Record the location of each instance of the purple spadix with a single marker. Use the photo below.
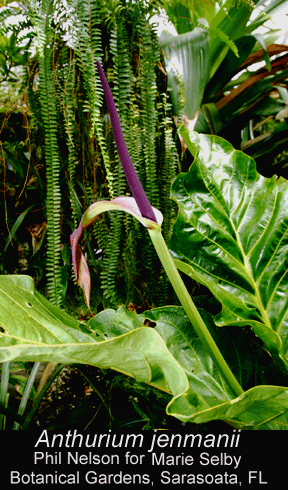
(134, 183)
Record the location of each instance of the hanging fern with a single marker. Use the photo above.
(49, 115)
(89, 50)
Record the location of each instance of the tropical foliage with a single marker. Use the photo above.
(225, 226)
(65, 113)
(233, 95)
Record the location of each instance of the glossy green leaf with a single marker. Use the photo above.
(36, 330)
(170, 357)
(208, 397)
(231, 235)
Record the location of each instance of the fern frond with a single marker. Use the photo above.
(49, 115)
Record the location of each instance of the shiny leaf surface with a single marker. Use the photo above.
(231, 235)
(170, 357)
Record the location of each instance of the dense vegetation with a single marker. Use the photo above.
(58, 154)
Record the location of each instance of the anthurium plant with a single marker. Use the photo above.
(230, 236)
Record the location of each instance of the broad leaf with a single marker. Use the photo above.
(35, 330)
(208, 397)
(231, 235)
(169, 357)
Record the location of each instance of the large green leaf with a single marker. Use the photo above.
(35, 330)
(169, 356)
(231, 235)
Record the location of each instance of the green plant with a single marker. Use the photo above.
(226, 91)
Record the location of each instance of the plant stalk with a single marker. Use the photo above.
(5, 372)
(191, 310)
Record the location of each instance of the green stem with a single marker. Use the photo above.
(25, 396)
(5, 372)
(191, 310)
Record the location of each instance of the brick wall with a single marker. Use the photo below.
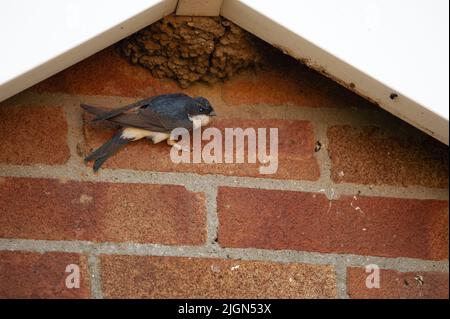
(355, 186)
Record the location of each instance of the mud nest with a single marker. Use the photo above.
(190, 49)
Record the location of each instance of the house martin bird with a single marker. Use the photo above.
(152, 118)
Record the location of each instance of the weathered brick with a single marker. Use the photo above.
(394, 284)
(106, 73)
(175, 277)
(35, 275)
(296, 158)
(283, 80)
(372, 155)
(374, 226)
(68, 210)
(33, 135)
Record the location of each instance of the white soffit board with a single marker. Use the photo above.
(41, 38)
(394, 52)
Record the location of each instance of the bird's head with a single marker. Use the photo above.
(201, 106)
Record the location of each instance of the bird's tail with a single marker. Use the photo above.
(100, 155)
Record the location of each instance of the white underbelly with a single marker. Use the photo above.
(135, 134)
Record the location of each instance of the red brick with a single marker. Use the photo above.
(106, 73)
(371, 155)
(285, 81)
(175, 277)
(394, 284)
(296, 158)
(57, 210)
(33, 135)
(35, 275)
(374, 226)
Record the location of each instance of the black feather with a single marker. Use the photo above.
(108, 149)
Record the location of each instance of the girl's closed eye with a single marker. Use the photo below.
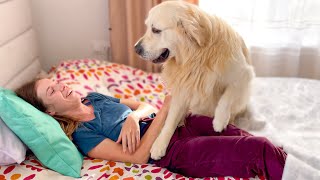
(51, 91)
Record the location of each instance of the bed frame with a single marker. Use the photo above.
(19, 55)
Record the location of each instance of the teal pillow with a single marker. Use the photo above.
(41, 133)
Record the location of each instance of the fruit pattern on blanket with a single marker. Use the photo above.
(97, 169)
(112, 79)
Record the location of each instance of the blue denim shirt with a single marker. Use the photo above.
(110, 115)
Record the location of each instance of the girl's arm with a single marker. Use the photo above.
(111, 150)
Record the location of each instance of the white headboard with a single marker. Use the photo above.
(19, 57)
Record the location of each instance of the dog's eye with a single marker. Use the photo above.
(156, 31)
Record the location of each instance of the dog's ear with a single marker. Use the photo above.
(195, 25)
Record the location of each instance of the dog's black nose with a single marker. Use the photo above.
(138, 48)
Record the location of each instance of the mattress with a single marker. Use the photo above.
(286, 105)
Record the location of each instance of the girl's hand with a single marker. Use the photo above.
(130, 134)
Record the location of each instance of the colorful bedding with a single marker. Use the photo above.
(113, 79)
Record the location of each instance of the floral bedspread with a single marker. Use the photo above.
(112, 79)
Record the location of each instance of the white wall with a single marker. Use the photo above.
(69, 29)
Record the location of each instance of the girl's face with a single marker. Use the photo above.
(57, 97)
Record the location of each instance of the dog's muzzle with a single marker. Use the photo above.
(138, 48)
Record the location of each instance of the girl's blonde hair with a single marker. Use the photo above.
(28, 93)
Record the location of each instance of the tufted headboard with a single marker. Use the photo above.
(19, 56)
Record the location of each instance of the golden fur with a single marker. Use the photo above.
(208, 70)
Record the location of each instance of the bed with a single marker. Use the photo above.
(288, 106)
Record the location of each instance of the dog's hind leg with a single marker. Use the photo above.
(177, 112)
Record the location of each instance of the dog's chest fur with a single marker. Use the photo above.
(200, 88)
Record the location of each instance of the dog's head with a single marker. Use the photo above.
(172, 25)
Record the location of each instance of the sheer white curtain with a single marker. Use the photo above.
(283, 35)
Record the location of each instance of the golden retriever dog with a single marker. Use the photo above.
(206, 66)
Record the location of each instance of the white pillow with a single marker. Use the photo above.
(12, 150)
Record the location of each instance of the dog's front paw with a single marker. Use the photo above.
(220, 121)
(158, 149)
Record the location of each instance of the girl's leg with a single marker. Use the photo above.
(238, 156)
(198, 125)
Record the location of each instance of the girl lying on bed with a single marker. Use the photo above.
(108, 128)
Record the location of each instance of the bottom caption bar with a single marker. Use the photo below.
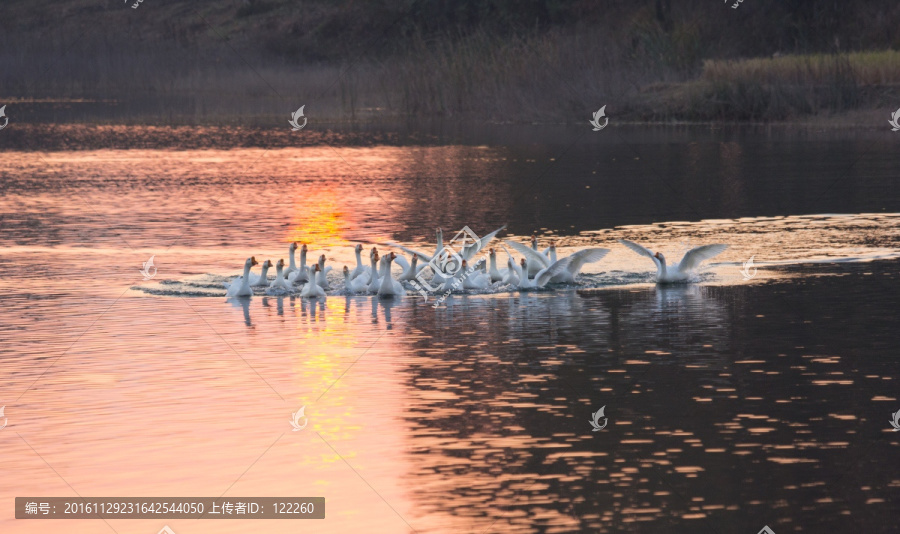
(170, 508)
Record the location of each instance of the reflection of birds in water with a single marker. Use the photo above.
(682, 271)
(244, 304)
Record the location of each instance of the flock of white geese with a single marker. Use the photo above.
(536, 269)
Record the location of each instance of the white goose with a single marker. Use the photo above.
(324, 270)
(354, 285)
(312, 289)
(539, 281)
(279, 286)
(240, 286)
(297, 274)
(677, 272)
(374, 277)
(261, 279)
(389, 287)
(563, 270)
(360, 268)
(476, 279)
(410, 270)
(512, 275)
(496, 274)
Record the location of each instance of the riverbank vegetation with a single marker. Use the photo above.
(499, 60)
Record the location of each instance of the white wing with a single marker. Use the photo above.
(695, 256)
(572, 263)
(530, 254)
(637, 248)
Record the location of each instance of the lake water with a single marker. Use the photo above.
(731, 403)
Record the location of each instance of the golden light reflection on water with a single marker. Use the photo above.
(473, 417)
(318, 217)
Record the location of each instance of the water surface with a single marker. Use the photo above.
(732, 403)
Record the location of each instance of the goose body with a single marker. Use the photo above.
(564, 271)
(261, 279)
(279, 286)
(312, 289)
(354, 285)
(240, 286)
(374, 277)
(360, 268)
(682, 271)
(389, 287)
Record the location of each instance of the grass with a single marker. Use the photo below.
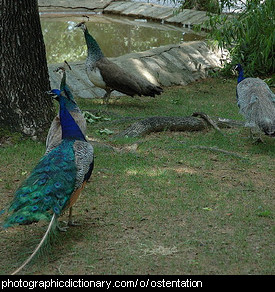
(157, 204)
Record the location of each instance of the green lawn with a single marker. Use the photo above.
(157, 204)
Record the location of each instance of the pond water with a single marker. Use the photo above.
(115, 35)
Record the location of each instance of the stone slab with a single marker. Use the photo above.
(177, 64)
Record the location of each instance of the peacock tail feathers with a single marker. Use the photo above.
(48, 188)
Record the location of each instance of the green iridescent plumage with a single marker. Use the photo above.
(56, 181)
(47, 189)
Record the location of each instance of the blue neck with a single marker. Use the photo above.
(69, 101)
(241, 75)
(70, 129)
(94, 51)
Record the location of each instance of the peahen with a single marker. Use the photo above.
(105, 74)
(56, 182)
(54, 134)
(256, 103)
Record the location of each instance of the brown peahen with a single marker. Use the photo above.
(109, 76)
(256, 103)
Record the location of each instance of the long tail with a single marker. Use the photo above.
(38, 246)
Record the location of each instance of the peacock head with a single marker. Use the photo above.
(238, 67)
(54, 93)
(82, 25)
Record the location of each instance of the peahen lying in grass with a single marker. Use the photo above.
(107, 75)
(256, 103)
(56, 182)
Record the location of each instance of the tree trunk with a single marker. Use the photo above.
(24, 80)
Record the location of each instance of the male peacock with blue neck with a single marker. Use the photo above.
(56, 182)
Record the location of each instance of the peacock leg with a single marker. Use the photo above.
(255, 135)
(106, 96)
(70, 221)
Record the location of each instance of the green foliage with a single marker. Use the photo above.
(248, 35)
(205, 5)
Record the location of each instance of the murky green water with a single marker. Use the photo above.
(116, 36)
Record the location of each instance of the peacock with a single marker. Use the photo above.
(54, 134)
(57, 180)
(256, 103)
(109, 76)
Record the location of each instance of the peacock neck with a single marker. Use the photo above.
(94, 51)
(240, 76)
(70, 129)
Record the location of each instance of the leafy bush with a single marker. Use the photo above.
(249, 36)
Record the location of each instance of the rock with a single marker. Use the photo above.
(166, 65)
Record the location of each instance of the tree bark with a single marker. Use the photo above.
(24, 80)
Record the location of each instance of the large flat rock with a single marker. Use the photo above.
(169, 65)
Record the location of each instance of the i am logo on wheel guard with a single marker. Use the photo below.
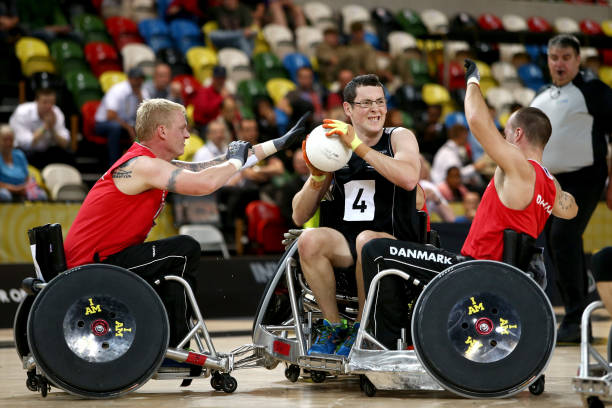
(483, 328)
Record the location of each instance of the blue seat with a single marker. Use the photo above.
(181, 28)
(160, 42)
(455, 118)
(294, 61)
(532, 76)
(152, 27)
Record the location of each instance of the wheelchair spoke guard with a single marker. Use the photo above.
(483, 329)
(98, 331)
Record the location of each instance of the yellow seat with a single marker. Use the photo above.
(279, 87)
(28, 47)
(206, 29)
(434, 94)
(110, 78)
(605, 74)
(192, 145)
(202, 60)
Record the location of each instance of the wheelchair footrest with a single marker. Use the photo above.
(592, 385)
(330, 363)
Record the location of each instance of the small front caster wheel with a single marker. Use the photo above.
(292, 373)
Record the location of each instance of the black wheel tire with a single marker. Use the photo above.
(217, 381)
(292, 373)
(537, 388)
(368, 387)
(63, 366)
(594, 402)
(318, 376)
(229, 383)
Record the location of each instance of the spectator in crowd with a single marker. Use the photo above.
(454, 153)
(358, 55)
(435, 201)
(309, 92)
(15, 183)
(43, 19)
(236, 28)
(328, 55)
(40, 130)
(265, 114)
(470, 203)
(452, 188)
(579, 109)
(286, 13)
(116, 114)
(207, 100)
(160, 86)
(217, 139)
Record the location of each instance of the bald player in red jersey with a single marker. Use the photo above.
(521, 196)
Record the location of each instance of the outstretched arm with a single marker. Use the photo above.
(258, 152)
(506, 155)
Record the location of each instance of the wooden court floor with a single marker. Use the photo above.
(261, 388)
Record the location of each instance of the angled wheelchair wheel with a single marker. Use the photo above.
(483, 329)
(98, 331)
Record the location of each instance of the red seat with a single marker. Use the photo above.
(490, 22)
(265, 226)
(189, 86)
(102, 57)
(538, 25)
(590, 27)
(88, 112)
(456, 75)
(118, 26)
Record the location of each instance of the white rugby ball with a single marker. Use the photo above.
(326, 153)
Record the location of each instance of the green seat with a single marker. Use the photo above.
(85, 23)
(249, 90)
(410, 22)
(83, 86)
(68, 55)
(420, 72)
(268, 66)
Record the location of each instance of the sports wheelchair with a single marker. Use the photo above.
(480, 329)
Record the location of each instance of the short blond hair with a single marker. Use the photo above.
(152, 113)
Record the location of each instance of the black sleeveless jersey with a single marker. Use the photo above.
(362, 199)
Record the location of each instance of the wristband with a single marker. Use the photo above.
(237, 163)
(318, 179)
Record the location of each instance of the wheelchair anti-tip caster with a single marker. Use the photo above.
(292, 373)
(318, 376)
(538, 385)
(223, 382)
(366, 386)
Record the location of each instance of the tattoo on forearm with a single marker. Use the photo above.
(120, 173)
(199, 165)
(172, 182)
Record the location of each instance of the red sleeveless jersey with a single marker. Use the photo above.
(109, 220)
(486, 237)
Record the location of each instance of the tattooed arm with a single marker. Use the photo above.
(565, 205)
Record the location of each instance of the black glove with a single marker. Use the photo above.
(471, 71)
(294, 134)
(238, 150)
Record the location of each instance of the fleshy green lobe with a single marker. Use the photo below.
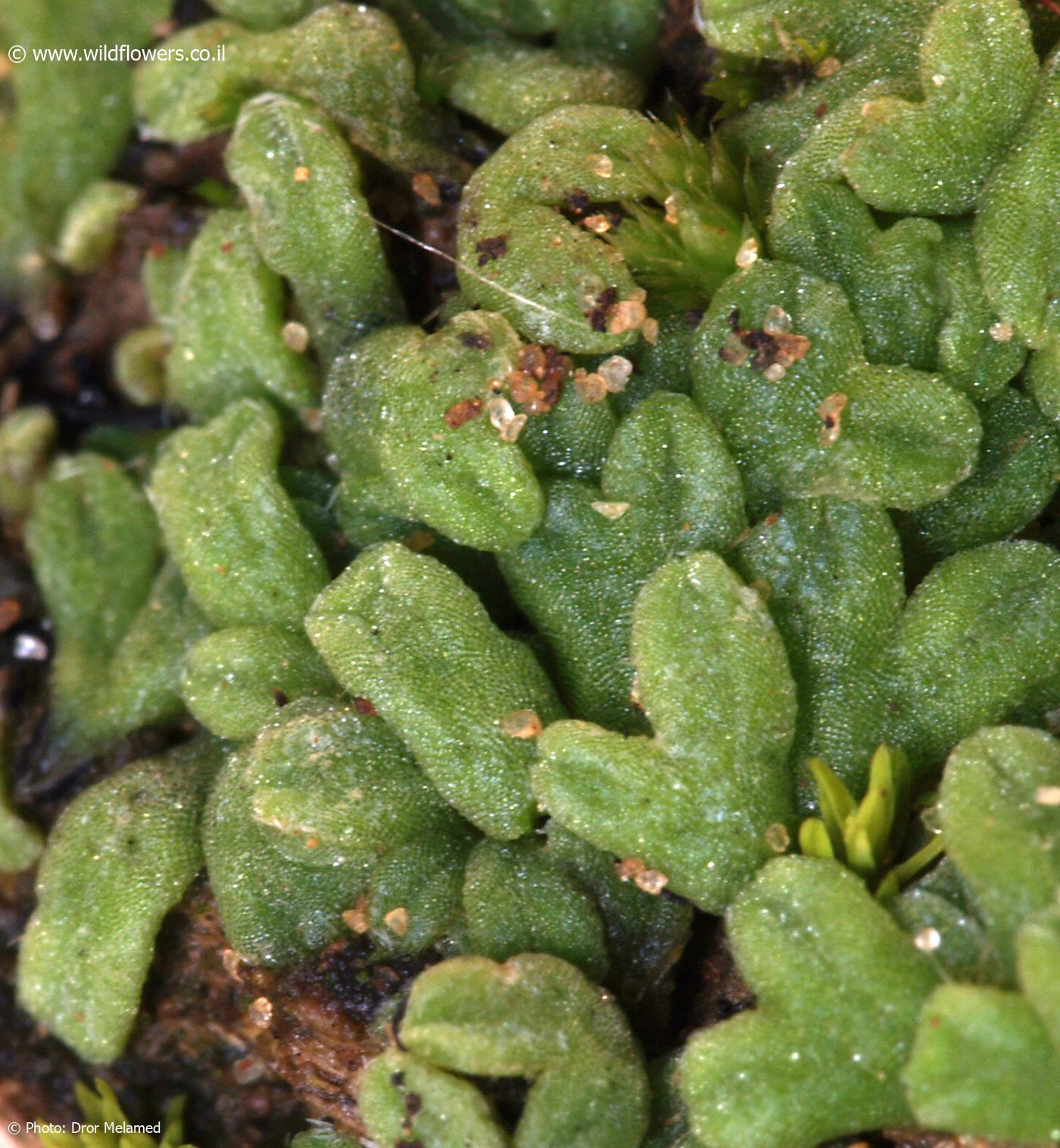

(Your goal): How many lines of the material above contain the word "sleeveless"? Case counts, so give only the number.

(Output for this task): 2